### 任务说明 1
照原文抄写节选中从“于是STL有某种东西叫做bitset(长知识”到“i=l; i>=r; i--)”之间的文字,首尾两处都包括在内。

### 节选内容

* * * *

【一场模拟赛?】

JSH师兄来讲课,于是也弄了场比赛给我们做。。。被虐。。。

A.简单的图论题

嗯求一个拓扑图中每个点的可达点数量,n=10000

嗯记忆化搜索,但是有可能搜到重复的点,于是我们不搜索可达点数量,转成搜索可达点集,这个可以用一个bool数组记录。

于是STL有某种东西叫做bitset(长知识

// Problem#: 14938
// Submission#: 3794800
// The source code is licensed under Creative Commons Attribution-NonCommercial-ShareAlike 3.0 Unported License
// URI: http://creativecommons.org/licenses/by-nc-sa/3.0/
// All Copyright reserved by Informatic Lab of Sun Yat-sen University
#include <cstdio>
#include <cstring>
#include <algorithm>
#include <cmath>
#include <cctype>
#define rep(i, l, r) for(int i=l; i<=r; i++)
#define down(i, l, r) for(int i=l; i>=r; i--)
#define clr(x, c) memset(x, c, sizeof(x))
#define travel(x) for(edge *p=fir[x]; p; p=p->n)
#define maxn 10009
#define maxm 50009
#define inf 0x7fffffff
#define Q 1000000007 
#define ll long long
using namespace std;
int read()

* * * *

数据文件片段
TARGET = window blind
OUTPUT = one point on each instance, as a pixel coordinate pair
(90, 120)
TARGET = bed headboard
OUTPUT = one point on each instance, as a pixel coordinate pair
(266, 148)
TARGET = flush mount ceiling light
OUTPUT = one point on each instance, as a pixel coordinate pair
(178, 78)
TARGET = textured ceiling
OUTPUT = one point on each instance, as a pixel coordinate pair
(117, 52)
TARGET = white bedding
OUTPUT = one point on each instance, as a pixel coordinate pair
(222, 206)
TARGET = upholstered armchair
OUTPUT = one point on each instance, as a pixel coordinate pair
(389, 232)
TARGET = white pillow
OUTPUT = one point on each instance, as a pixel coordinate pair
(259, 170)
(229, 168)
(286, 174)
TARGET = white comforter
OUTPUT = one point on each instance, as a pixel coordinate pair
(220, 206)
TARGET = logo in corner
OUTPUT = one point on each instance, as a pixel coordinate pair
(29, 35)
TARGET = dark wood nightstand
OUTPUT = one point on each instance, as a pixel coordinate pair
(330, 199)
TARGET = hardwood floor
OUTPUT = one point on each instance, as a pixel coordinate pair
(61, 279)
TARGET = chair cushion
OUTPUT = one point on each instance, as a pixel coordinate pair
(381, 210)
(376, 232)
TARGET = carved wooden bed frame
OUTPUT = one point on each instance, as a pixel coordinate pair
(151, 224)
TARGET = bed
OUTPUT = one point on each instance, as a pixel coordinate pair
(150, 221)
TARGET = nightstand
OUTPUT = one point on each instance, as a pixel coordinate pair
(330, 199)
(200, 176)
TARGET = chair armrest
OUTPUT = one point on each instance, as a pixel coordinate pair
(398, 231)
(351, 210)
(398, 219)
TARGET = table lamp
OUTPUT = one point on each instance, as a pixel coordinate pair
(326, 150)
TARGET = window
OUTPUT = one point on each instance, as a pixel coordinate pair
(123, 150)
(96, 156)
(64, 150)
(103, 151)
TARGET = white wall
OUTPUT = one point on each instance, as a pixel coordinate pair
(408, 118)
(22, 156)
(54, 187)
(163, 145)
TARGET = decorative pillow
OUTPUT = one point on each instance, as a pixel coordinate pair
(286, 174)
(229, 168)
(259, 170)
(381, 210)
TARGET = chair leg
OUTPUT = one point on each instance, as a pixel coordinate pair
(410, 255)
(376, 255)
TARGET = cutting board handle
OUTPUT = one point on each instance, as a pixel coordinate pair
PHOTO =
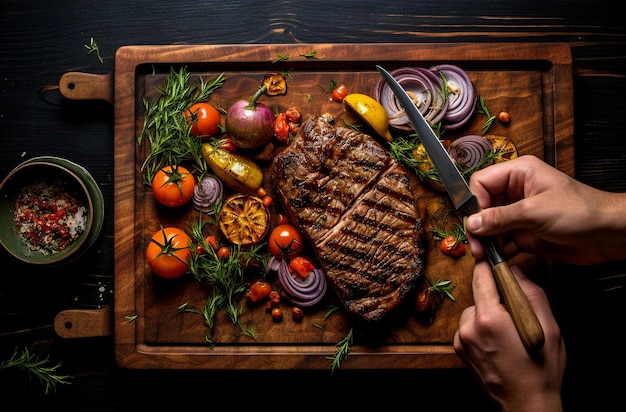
(87, 86)
(82, 323)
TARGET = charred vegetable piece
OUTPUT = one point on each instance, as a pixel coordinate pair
(275, 83)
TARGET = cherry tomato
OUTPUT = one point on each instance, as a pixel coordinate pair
(261, 192)
(258, 290)
(285, 241)
(168, 251)
(301, 265)
(277, 314)
(452, 246)
(281, 128)
(274, 298)
(424, 302)
(504, 116)
(223, 253)
(173, 186)
(293, 114)
(204, 119)
(282, 219)
(339, 93)
(210, 241)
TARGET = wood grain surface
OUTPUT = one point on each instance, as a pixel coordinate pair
(533, 82)
(42, 40)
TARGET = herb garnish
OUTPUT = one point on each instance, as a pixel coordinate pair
(166, 128)
(40, 368)
(342, 349)
(92, 47)
(482, 108)
(226, 278)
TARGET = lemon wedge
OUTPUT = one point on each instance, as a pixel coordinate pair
(371, 112)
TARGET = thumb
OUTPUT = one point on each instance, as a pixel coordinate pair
(495, 220)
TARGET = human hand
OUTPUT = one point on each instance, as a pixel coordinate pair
(544, 211)
(489, 344)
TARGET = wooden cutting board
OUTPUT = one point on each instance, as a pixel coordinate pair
(533, 82)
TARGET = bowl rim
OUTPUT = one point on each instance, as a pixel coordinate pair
(96, 196)
(76, 246)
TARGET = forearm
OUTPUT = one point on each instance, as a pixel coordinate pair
(612, 217)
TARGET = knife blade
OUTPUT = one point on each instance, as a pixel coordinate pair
(516, 302)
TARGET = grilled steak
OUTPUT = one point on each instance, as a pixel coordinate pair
(356, 206)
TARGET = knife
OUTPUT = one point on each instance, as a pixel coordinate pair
(516, 302)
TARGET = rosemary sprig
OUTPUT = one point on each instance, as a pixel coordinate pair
(165, 126)
(402, 150)
(226, 277)
(342, 350)
(92, 47)
(482, 108)
(40, 368)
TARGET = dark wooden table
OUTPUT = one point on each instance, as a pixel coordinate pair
(39, 41)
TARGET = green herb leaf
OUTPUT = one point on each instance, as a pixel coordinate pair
(40, 368)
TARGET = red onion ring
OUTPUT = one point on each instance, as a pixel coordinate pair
(461, 95)
(423, 85)
(206, 193)
(469, 151)
(302, 292)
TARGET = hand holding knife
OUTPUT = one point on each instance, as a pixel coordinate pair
(516, 302)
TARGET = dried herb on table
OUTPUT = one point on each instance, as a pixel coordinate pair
(37, 367)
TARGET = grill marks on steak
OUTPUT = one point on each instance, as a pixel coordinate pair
(357, 207)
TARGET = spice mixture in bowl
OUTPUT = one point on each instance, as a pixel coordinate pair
(46, 212)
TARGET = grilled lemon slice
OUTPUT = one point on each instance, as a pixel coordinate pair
(244, 220)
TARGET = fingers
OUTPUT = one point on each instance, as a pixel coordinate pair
(536, 297)
(484, 287)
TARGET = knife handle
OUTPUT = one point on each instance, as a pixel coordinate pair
(523, 315)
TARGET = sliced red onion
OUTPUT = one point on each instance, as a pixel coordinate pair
(207, 193)
(425, 88)
(461, 95)
(303, 292)
(469, 151)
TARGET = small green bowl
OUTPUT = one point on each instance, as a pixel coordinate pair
(48, 169)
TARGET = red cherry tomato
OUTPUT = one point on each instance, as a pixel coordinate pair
(223, 253)
(281, 128)
(285, 241)
(452, 246)
(339, 93)
(293, 114)
(258, 290)
(173, 186)
(167, 252)
(204, 119)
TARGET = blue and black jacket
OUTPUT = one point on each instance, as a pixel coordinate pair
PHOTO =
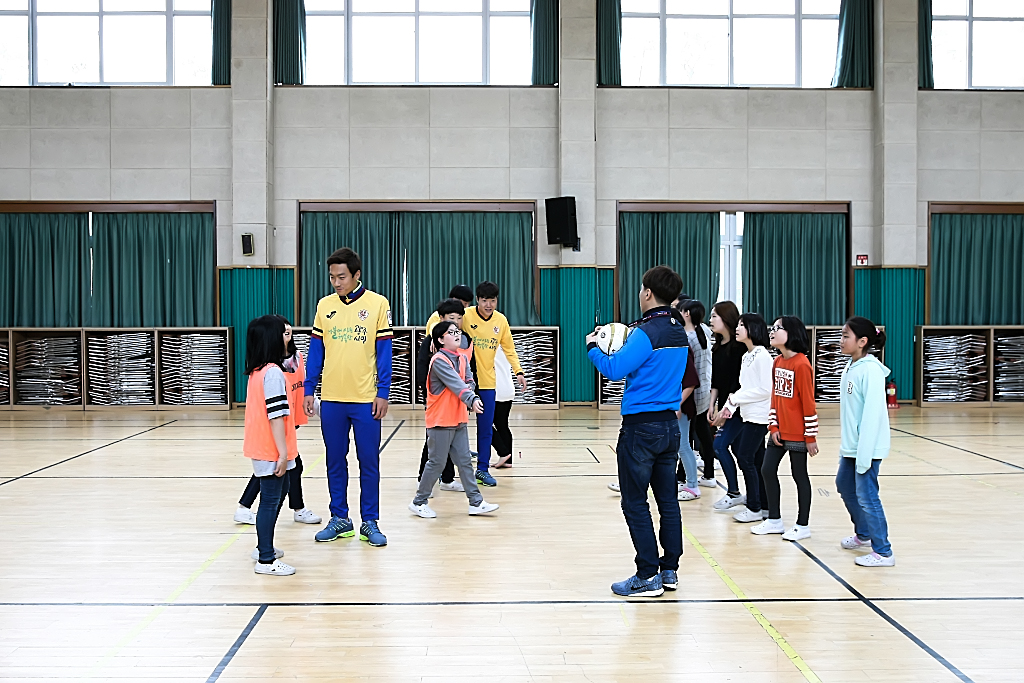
(652, 361)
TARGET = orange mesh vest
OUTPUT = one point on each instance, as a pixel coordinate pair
(258, 442)
(445, 410)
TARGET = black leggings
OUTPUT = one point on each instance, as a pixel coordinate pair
(294, 487)
(769, 474)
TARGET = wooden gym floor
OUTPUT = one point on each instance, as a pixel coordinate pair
(122, 562)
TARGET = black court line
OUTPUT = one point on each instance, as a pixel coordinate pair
(878, 610)
(226, 659)
(99, 447)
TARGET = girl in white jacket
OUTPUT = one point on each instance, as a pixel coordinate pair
(750, 406)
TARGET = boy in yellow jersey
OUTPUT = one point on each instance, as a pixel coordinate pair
(488, 330)
(351, 347)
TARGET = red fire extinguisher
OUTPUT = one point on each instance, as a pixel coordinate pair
(891, 396)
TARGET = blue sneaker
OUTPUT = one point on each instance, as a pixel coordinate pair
(338, 527)
(370, 532)
(634, 587)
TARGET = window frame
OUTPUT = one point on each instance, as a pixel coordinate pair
(798, 16)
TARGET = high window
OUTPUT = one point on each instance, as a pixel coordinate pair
(486, 42)
(978, 43)
(788, 43)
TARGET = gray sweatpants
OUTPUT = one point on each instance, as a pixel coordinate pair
(442, 442)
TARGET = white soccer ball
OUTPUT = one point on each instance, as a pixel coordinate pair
(611, 337)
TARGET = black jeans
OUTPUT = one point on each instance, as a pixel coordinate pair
(647, 455)
(294, 487)
(769, 474)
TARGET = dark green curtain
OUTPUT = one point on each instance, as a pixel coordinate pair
(153, 269)
(44, 276)
(609, 40)
(444, 248)
(977, 265)
(855, 54)
(221, 11)
(687, 242)
(374, 236)
(289, 41)
(795, 264)
(926, 78)
(544, 22)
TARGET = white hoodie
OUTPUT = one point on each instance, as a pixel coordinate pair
(754, 395)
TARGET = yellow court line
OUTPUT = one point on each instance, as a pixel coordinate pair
(783, 645)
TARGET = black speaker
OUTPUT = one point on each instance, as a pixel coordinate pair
(561, 221)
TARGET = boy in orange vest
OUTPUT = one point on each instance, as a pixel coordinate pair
(450, 393)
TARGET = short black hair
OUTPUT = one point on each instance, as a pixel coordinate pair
(264, 342)
(346, 256)
(486, 290)
(664, 283)
(462, 293)
(453, 305)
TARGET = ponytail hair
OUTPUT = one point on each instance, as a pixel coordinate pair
(861, 327)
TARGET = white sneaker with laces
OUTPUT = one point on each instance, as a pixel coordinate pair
(278, 568)
(482, 509)
(422, 510)
(245, 516)
(768, 526)
(306, 516)
(747, 515)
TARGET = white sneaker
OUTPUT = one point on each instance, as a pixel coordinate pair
(422, 510)
(278, 568)
(747, 515)
(768, 526)
(727, 502)
(306, 516)
(853, 542)
(876, 560)
(245, 516)
(482, 509)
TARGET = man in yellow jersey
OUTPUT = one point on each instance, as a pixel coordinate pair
(488, 329)
(351, 347)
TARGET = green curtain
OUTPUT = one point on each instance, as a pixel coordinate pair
(926, 78)
(221, 11)
(687, 242)
(894, 298)
(44, 279)
(444, 248)
(795, 264)
(609, 39)
(289, 41)
(153, 269)
(374, 236)
(977, 265)
(544, 22)
(855, 54)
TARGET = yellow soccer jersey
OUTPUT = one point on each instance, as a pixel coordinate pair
(486, 336)
(350, 328)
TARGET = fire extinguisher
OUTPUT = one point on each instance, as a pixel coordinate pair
(891, 396)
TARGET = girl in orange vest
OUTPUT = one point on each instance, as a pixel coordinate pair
(450, 393)
(269, 436)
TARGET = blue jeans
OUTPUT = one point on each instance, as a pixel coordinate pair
(337, 420)
(647, 455)
(686, 454)
(860, 494)
(272, 491)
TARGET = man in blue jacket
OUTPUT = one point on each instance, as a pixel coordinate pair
(652, 361)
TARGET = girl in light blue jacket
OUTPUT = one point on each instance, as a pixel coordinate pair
(864, 427)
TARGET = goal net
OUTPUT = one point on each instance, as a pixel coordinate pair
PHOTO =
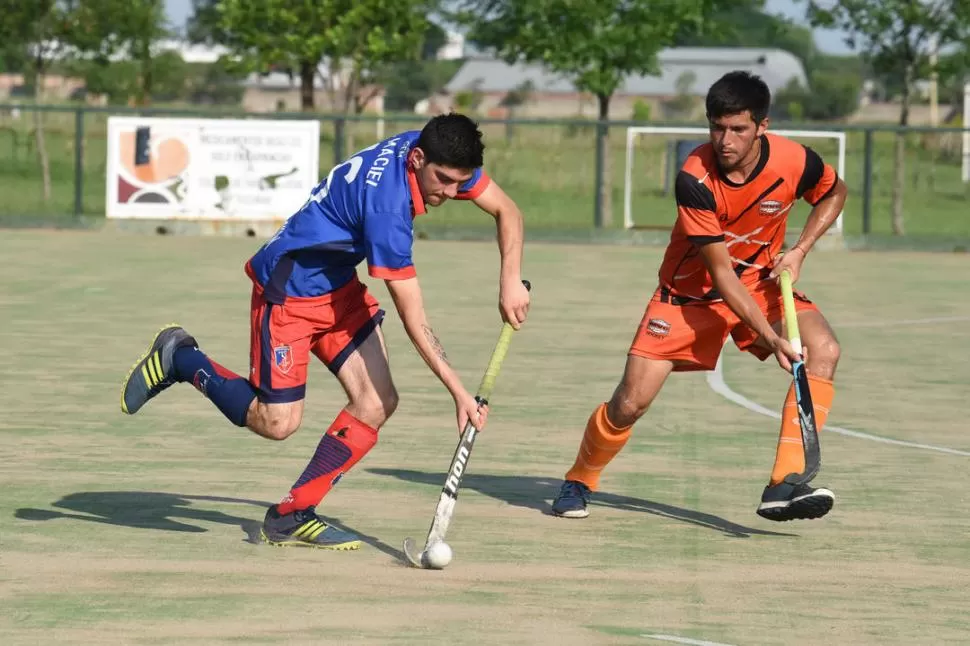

* * * *

### 任务说明 2
找出条目中含有字符串“curtain”的所有行,逐行照抄下来。

### 任务输出 1
于是STL有某种东西叫做bitset(长知识

// Problem#: 14938
// Submission#: 3794800
// The source code is licensed under Creative Commons Attribution-NonCommercial-ShareAlike 3.0 Unported License
// URI: http://creativecommons.org/licenses/by-nc-sa/3.0/
// All Copyright reserved by Informatic Lab of Sun Yat-sen University
#include <cstdio>
#include <cstring>
#include <algorithm>
#include <cmath>
#include <cctype>
#define rep(i, l, r) for(int i=l; i<=r; i++)
#define down(i, l, r) for(int i=l; i>=r; i--)

### 任务输出 2
TARGET = dark green curtain
TARGET = green curtain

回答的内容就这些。